**Фрагмент страницы:**
·····
Вернуться к А.Г. Головачёва. «Чайка». Продолжение полёта

О.А. Хвостова. «Что ж не вкушает душа ожидаемых ею восторгов?» (Стихотворение Пушкина «Труд» и монолог Тригорина о писательстве)

«Что ж не вкушает душа ожидаемых ею восторгов?» — черновая строка из стихотворения А.С. Пушкина «Труд» (1830) [Пушкин II, 1959: 721], посвященного окончанию романа «Евгений Онегин». Грустный вопрос, обращенный поэтом к самому себе, отражает неудовлетворенное состояние творца, пришедшее на смену высокому переживанию самого акта творчества и радостному предвкушению завершения «труда многолетнего». Античная формульность пушкинского признания о содержании, назначении искусства обретает глубинный смысл, актуализируется в контексте творчества А.П. Чехова. В комедии «Чайка», где все несчастны, уже обыденно повседневно, но не менее горестно звучит монолог литератора Тригорина о писательстве. На вопрос Нины: «Позвольте, но разве вдохновение и самый процесс творчества не дают вам высоких, счастливых минут?» [С XIII, 30] — он отвечает подчеркнуто прозаически: «Да. Когда пишу, приятно. И корректуру читать приятно, но... едва вышло из печати, как я не выношу, и вижу уже, что оно не то, ошибка, что его не следовало бы писать вовсе, и мне досадно, на душе дрянно...» [С XIII, 30]. Обратим внимание: «На душе дрянно...» Талантливому беллетристу уже не до восторгов творчества. Приятное чувство сменяется досадой и душевным опустошением. Это чеховской автобиографический мотив, который может быть типологически соотнесен с названным пушкинским стихотворением.

Тема «Пушкин и Чехов» подробно освещалась чеховедами монографически [Чеховиана: Чехов и Пушкин 1998; Головачева 2005], в многочисленных публикациях (Е.И. Куликова, С.Ю. Николаева, Э.А. Полоцкая, Н.А. Тархова, М.В. Литовченко, М.Н. Дарвин и др.). Отдельные сопоставления программных стихотворений Пушкина: «Поэт и толпа», «Поэт», «Поэту», «Из Пиндемонти» и произведений Чехова («Тина», «Именины», «Огни», «Скучная история», «Письмо» и др.) подтверждают «родственность эстетических позиций» [Полоцкая 1990: 42], их взглядов на искусство: общее чувство личной духовной независимости и внутренней свободы художника в выборе предмета изображения и средств его художественного воплощения.
·····
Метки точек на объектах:

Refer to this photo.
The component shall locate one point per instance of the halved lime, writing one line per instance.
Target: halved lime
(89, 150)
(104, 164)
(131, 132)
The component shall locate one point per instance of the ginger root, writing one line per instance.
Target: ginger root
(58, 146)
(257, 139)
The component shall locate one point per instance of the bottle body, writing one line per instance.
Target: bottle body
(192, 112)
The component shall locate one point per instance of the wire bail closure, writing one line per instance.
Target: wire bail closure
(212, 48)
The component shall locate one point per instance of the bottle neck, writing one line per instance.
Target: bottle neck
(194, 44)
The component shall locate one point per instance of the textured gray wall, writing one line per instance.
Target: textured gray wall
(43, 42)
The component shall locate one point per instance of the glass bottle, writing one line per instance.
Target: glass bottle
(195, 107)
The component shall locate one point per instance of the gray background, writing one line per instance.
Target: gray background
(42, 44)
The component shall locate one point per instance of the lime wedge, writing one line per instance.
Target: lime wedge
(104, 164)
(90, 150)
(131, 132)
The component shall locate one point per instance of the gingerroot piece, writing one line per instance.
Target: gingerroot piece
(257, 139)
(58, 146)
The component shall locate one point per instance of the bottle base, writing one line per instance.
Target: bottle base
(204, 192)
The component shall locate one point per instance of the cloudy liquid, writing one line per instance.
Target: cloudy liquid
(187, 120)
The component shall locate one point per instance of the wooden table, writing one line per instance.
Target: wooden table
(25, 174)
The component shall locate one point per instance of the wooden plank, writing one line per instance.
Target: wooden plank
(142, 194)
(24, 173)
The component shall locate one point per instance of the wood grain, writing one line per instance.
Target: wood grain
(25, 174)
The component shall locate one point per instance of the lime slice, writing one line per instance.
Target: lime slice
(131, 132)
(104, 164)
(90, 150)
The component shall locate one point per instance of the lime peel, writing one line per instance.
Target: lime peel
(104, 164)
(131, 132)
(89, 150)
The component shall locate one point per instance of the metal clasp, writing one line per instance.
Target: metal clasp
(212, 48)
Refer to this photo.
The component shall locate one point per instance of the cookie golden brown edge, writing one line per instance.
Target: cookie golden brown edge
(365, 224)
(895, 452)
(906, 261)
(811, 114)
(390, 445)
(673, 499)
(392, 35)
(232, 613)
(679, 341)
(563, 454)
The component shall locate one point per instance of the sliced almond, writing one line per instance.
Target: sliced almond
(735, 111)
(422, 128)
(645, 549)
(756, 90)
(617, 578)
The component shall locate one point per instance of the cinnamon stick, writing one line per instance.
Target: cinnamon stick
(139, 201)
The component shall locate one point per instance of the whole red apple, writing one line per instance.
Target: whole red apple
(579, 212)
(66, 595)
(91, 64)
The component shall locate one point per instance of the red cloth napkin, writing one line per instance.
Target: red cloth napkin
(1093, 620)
·····
Окончанию какого романа посвящено стихотворение Пушкина «Труд», как сказано во фрагменте о Пушкине и Чехове?

**Итоговый ответ:** Окончанию романа «Евгений Онегин».